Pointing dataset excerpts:
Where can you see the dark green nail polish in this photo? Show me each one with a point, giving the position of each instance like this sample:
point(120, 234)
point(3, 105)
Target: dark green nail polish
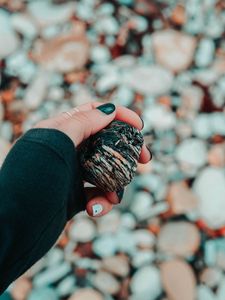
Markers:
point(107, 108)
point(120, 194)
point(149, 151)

==

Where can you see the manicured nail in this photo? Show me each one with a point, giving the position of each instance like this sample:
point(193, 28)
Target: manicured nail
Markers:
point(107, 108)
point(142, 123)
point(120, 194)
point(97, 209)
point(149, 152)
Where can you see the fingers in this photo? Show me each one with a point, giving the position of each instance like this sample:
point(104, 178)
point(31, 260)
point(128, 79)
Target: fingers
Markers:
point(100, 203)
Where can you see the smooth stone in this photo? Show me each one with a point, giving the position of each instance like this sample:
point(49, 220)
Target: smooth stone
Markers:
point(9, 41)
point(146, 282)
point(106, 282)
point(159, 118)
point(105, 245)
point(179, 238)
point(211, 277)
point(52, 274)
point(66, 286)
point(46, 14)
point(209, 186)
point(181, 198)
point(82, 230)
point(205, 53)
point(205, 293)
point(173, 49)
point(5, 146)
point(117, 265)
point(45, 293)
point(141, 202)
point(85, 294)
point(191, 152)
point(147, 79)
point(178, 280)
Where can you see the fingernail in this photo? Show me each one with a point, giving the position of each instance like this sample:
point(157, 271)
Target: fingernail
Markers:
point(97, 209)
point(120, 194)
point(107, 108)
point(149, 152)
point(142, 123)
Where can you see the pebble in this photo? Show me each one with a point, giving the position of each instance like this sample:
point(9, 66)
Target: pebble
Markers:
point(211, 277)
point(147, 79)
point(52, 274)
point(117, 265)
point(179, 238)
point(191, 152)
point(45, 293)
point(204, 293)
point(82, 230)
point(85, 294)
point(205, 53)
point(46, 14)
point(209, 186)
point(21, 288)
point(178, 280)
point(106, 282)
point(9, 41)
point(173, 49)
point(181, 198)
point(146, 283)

---

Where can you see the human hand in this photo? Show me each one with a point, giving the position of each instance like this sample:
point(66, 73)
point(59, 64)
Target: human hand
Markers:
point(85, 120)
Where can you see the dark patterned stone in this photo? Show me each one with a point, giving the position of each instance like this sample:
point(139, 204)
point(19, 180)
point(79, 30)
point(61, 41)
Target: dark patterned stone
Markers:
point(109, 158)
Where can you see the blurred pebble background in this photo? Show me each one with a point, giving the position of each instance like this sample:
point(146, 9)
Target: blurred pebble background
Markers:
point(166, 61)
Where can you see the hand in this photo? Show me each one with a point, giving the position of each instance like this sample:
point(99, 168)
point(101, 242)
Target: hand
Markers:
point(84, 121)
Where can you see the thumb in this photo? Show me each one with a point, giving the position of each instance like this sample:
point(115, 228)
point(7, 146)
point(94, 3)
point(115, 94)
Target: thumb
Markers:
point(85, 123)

**Requirement**
Transcribe the rows from the line with "Where can you see the hand" to the line with "point(84, 121)", both included, reproducing every character as it appears.

**Task response**
Where can you see the hand in this photo? Show me each one with a point, giving the position of each instance like this sample:
point(99, 168)
point(101, 242)
Target: hand
Markers:
point(84, 121)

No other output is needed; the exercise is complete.